What is needed:
Pull out every row below that contains the word "stream", and copy each of those rows in full.

Extracted data:
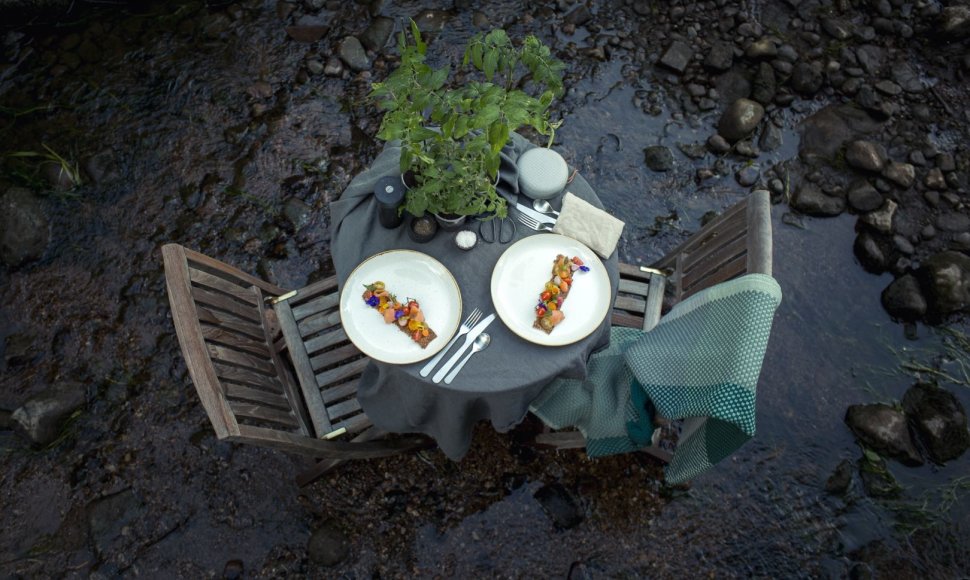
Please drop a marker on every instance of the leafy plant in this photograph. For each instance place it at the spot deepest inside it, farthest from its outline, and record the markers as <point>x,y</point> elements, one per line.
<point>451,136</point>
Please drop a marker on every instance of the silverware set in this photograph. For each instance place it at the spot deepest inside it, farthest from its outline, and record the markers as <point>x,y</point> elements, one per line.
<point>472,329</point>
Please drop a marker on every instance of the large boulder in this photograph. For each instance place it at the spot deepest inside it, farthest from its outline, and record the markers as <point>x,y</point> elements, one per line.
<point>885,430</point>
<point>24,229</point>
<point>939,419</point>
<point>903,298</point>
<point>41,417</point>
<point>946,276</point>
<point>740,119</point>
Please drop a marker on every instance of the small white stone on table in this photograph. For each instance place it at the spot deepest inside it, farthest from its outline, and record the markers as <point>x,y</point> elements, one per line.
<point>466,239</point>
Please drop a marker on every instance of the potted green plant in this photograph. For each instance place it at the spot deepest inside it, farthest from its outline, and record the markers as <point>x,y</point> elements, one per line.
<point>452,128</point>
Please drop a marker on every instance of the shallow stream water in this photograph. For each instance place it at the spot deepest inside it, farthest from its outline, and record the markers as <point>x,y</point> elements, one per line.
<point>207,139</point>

--

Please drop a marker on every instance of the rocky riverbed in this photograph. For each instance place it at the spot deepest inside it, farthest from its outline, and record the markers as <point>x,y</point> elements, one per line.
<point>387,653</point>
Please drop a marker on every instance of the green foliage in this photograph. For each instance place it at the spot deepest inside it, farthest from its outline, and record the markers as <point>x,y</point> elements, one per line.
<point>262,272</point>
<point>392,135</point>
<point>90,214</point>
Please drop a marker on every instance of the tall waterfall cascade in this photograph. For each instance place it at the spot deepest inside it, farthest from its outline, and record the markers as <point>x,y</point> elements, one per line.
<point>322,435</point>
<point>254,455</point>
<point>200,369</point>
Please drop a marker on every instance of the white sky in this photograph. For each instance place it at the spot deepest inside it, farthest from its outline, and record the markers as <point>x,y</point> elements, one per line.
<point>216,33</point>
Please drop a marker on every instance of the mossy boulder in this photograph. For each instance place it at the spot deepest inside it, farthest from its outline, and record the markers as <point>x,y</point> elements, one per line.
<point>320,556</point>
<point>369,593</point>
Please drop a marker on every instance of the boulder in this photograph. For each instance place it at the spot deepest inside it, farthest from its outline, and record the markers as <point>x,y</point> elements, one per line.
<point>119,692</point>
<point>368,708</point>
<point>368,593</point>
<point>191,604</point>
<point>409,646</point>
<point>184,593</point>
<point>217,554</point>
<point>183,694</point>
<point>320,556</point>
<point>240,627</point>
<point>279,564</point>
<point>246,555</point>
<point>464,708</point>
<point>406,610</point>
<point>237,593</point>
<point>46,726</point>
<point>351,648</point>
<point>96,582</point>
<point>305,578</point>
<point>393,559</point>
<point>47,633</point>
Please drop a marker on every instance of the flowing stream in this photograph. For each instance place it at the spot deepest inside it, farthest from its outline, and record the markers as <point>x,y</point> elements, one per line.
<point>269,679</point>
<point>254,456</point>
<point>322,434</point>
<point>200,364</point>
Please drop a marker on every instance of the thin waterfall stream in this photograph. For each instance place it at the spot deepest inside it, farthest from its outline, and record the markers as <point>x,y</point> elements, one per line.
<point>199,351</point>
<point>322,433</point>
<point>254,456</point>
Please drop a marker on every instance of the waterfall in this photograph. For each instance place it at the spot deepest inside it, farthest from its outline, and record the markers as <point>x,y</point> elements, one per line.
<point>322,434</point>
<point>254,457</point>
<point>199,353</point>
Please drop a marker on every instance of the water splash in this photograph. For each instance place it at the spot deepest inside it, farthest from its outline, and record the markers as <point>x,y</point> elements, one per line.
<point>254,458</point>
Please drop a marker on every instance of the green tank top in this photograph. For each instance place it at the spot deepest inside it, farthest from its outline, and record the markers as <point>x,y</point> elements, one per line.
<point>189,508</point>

Exercise solution:
Please drop a marker on every instance of the shallow stream water in this photograph. For each instance place it at the spot deepest inside it, farthest from its outline, and record the markers as <point>x,y</point> elements, one per line.
Please drop a marker on every instance of the flowing stream in this photograph. For each instance place it at the spot deepest inside it, farthest from its outline, and record the markers as <point>x,y</point> elements, one per line.
Please drop a marker on every instance of the thin waterfall stream in this photograph. For each instance place it at the spot deepest inside it, farthest from its outline, and record the markers as <point>x,y</point> elements, one per line.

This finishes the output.